= WHAT YOU NEED TO DO =
1. Answer these questions using the article on menopause hormones, giving one answer per line and labeling each with its letter.
(a) What is the name of the large government study that found risks associated with menopause hormones?
(b) For how long do most professional medical societies recommend treatment that combines estrogen and progesterone?
(c) At what average age do women stop having their periods?
2. Write out the part of the article on menopause hormones starting at "Every day, about" and ending at "each menstrual cycle.", keeping every word the same.

= PASSAGE TO READ =
- - - - - - -

Rethinking the Use of Hormones to Ease Menopause Symptoms
Ever since the large government study called the Women’s Health Initiative found a number of risks associated with menopause hormones, millions of women who are in or near menopause have been weathering hot flashes and other symptoms on their own. But now, new research suggests that the benefits of short-term hormone treatment to control life-disrupting menopausal symptoms outweigh the risks — as long as the treatment is started at or near menopause.
There are also lots of products now available and different ways to use them that enhance the safety of hormone replacement. And there is even an app to help women and their doctors explore various options and choose the most suitable treatment.
For women without a history of cancer, blood clots or heart disease, most professional medical societies concerned with women’s health now recommend treatment for menopausal symptoms for up to five years using therapy that combines estrogen and progesterone and even longer for those who take estrogen alone.
Every day, about 6,000 women in the United States — more than two million women a year — enter menopause. At an average age of 51, they stop having their periods because their ovaries no longer produce enough estrogen to stimulate growth of the uterine lining that is shed each menstrual cycle.

- - - - - - -

= DATA SHOWN =

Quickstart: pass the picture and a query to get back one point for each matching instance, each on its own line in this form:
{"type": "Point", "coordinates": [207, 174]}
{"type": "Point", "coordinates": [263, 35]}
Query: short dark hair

- - - - - - -

= PROBLEM SOLUTIONS =
1.
(a) The Women’s Health Initiative
(b) Up to five years
(c) 51

2.
Every day, about 6,000 women in the United States — more than two million women a year — enter menopause. At an average age of 51, they stop having their periods because their ovaries no longer produce enough estrogen to stimulate growth of the uterine lining that is shed each menstrual cycle.